— START OF Material provided —
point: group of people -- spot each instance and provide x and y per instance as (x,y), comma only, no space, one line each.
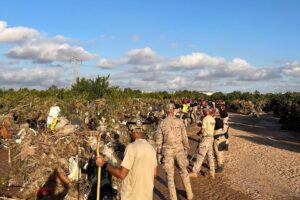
(139,166)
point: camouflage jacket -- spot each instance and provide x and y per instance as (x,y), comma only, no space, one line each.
(171,134)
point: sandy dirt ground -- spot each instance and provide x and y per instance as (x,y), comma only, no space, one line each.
(263,162)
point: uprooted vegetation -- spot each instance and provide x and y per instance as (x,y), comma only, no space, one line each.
(38,155)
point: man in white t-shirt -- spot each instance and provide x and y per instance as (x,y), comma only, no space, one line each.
(206,145)
(138,167)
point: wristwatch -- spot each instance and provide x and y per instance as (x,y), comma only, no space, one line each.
(104,166)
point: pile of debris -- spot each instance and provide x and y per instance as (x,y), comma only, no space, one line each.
(48,157)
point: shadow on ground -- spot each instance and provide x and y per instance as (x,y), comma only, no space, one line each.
(265,131)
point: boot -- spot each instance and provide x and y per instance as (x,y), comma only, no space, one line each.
(193,175)
(220,169)
(187,185)
(212,174)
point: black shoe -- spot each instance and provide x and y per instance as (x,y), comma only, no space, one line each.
(220,169)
— END OF Material provided —
Can you write out again every line from the one containing "point: black shoe" through the end of the rows, both ends included and requests kept, adding 137 to each coordinate in the answers?

point: black shoe -- spot each instance and provide x and y per instance as (x,y), comma only, no space, one line each.
(357,306)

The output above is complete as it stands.